═════ Source data

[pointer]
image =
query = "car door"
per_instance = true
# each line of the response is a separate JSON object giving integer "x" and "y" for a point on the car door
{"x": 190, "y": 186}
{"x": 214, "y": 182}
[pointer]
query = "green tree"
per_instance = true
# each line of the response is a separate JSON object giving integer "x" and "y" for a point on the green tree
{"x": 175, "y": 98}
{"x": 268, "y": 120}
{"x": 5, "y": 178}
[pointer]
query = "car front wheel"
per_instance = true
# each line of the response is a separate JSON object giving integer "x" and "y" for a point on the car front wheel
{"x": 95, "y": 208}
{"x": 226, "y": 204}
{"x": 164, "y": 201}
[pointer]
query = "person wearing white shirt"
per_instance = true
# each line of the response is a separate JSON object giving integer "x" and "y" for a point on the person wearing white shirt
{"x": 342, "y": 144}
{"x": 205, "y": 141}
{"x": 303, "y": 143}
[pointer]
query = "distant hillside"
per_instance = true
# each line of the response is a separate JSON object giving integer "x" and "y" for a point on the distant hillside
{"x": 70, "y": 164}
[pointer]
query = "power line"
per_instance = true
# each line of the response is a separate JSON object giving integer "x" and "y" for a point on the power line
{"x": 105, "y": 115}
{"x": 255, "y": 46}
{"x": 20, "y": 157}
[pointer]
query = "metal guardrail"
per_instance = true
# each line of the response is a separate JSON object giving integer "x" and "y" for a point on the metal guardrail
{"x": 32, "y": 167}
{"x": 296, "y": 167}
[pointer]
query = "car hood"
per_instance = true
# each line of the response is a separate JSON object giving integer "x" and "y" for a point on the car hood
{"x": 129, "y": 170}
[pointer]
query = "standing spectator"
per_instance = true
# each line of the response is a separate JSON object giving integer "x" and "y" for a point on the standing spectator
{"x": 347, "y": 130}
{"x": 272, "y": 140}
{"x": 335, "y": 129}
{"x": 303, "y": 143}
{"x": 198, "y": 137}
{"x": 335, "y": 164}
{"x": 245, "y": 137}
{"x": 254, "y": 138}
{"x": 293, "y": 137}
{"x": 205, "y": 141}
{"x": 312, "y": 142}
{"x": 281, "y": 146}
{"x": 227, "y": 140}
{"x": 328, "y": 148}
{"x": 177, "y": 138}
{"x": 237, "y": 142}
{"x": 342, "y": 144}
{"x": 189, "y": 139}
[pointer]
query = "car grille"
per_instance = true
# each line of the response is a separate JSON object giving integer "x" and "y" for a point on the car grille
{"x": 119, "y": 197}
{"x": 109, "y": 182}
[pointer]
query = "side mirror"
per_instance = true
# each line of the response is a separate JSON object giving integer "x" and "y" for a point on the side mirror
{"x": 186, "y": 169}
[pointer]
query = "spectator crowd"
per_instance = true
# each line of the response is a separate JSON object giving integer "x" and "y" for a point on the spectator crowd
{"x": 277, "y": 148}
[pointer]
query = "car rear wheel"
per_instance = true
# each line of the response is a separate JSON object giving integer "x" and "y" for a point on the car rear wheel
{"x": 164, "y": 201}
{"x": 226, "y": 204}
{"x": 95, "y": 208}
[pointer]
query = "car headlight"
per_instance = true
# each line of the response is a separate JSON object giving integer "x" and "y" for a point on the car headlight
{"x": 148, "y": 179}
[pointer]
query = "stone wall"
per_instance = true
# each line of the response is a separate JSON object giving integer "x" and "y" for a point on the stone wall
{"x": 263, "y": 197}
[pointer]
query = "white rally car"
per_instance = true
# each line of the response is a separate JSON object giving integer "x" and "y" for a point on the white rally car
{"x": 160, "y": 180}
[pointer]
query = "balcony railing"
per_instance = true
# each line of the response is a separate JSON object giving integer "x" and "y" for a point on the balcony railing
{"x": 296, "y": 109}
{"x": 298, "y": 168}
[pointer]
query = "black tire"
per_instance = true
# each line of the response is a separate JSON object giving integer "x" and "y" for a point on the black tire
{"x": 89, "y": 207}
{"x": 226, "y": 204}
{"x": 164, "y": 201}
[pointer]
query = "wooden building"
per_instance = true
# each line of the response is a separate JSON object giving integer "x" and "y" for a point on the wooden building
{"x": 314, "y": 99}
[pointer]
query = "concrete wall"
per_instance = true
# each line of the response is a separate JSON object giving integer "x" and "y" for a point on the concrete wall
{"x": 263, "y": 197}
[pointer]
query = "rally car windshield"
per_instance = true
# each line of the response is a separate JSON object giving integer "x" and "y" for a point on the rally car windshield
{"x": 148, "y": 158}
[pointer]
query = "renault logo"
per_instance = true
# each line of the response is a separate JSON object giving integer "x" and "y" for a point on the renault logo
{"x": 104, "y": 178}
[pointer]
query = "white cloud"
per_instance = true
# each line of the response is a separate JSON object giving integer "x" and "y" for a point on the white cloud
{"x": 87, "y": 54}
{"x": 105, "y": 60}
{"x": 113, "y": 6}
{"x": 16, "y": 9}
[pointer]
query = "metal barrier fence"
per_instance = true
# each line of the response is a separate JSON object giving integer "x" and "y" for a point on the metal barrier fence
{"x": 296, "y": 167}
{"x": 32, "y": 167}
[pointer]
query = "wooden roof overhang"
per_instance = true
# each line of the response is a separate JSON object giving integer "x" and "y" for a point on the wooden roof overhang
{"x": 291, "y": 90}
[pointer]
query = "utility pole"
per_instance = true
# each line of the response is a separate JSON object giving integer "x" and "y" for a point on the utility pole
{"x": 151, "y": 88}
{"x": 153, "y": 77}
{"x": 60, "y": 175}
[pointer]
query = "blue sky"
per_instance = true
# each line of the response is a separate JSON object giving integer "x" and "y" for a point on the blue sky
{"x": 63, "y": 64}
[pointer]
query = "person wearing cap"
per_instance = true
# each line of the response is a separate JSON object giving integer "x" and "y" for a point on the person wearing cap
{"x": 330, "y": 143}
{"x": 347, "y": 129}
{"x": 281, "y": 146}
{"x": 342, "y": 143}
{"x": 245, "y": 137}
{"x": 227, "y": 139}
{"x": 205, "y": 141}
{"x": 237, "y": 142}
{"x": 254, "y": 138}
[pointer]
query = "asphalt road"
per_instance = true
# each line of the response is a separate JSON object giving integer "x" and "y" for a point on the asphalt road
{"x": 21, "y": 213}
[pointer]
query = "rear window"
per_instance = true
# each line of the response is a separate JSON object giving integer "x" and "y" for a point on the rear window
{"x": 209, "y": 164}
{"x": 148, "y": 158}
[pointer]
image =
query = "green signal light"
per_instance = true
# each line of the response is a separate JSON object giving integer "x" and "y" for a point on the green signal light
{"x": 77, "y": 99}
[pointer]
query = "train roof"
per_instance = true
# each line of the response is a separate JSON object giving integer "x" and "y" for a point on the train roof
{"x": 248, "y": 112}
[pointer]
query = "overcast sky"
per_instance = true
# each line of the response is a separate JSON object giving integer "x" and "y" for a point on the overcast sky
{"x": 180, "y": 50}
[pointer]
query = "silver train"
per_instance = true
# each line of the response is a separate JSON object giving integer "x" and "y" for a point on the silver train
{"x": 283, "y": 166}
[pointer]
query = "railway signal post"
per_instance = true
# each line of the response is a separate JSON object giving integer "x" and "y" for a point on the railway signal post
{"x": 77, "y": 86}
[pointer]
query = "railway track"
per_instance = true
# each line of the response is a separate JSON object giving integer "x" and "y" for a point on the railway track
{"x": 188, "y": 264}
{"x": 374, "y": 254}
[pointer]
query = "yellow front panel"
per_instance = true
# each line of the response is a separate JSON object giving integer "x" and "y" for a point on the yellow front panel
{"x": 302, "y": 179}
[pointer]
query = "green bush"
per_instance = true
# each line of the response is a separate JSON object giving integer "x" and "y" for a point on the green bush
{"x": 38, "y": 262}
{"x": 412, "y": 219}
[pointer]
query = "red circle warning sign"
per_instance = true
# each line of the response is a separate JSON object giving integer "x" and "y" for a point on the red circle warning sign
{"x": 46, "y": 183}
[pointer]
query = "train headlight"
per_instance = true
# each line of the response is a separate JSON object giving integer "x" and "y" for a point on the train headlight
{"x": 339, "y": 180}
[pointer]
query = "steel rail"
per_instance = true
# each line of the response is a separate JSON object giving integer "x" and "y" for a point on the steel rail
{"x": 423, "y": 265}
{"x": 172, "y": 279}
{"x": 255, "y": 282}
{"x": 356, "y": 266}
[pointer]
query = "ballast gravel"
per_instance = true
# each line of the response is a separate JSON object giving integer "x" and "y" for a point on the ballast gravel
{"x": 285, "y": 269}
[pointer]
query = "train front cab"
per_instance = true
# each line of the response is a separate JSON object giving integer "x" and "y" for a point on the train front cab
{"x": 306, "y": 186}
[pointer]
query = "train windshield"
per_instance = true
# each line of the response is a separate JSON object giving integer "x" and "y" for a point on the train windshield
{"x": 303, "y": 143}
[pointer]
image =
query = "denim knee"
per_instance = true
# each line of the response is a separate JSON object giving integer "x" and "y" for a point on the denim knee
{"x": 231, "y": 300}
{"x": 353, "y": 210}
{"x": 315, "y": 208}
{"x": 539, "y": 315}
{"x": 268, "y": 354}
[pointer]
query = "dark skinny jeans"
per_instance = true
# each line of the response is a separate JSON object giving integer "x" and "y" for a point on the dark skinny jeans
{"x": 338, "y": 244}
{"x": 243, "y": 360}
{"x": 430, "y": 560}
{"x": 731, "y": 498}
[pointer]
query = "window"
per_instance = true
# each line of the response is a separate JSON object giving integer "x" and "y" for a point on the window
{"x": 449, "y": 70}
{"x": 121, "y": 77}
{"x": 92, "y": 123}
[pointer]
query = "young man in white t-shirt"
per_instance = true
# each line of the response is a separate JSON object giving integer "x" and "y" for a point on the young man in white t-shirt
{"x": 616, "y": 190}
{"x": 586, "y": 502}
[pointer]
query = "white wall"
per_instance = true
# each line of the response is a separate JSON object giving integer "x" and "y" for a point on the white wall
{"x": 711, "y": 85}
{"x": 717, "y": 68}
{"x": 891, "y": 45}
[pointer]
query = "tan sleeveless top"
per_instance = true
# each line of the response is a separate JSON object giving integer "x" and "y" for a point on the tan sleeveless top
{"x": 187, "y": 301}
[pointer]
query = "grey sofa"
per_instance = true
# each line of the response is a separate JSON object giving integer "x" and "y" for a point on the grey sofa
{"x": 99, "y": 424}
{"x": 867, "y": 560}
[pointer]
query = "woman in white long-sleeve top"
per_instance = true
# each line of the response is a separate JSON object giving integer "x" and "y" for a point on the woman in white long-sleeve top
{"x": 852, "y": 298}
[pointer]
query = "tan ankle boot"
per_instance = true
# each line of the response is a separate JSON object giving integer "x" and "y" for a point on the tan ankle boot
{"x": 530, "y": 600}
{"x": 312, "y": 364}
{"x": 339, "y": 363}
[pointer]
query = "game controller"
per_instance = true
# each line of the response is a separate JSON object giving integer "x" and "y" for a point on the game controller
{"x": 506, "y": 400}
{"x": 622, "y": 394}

══════════

§ **Task goal**:
Find each line in the excerpts above that contains the word "grey", and copy those lines.

§ **Output of the task**:
query = "grey sofa"
# each line of the response is a separate JSON object giving integer "x" and "y" for a point on the grey sofa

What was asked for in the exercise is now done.